WHAT YOU HAVE TO DO:
Lines to be reproduced exactly: the one that holds "Query: dog's floppy ear" and all those after it through the end of the data. Include no others.

◆ ◆ ◆ ◆ ◆

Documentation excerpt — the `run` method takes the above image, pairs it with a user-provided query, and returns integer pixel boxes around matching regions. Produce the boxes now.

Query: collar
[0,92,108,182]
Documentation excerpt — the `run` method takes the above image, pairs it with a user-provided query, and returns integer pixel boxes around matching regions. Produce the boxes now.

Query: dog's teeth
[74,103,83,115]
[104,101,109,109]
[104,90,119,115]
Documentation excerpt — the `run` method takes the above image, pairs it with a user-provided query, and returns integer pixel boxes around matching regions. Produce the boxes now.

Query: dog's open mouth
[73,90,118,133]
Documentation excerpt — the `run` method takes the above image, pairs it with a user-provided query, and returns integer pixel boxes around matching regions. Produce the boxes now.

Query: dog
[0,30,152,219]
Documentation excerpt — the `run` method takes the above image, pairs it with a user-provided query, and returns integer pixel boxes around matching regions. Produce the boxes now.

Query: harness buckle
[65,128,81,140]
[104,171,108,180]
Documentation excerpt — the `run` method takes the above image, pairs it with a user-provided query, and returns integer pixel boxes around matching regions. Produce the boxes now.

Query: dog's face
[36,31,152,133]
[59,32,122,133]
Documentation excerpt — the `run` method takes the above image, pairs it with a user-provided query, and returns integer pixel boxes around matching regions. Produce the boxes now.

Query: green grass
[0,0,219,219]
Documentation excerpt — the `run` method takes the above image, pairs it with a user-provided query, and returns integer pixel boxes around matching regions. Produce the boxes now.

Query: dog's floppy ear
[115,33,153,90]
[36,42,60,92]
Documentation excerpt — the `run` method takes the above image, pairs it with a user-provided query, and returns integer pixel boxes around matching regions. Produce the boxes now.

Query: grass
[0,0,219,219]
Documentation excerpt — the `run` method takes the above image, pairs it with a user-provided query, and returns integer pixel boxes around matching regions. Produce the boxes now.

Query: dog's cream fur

◆ ◆ ◆ ◆ ◆

ANSWER TO THE PROBLEM:
Query: dog's floppy ear
[115,33,153,90]
[36,42,60,92]
Documentation excerpt — the `run` method takes the above image, pairs it with a user-provided query, and returns integer pixel boxes around matching regions. Produce the boxes now.

Query: grass
[0,0,219,219]
Documentation excerpt — the `run` method takes the above image, pairs it with a user-provided query, and returns integer pixel boxes around matching regions. Produce the boxes now.

Query: dog's cream fur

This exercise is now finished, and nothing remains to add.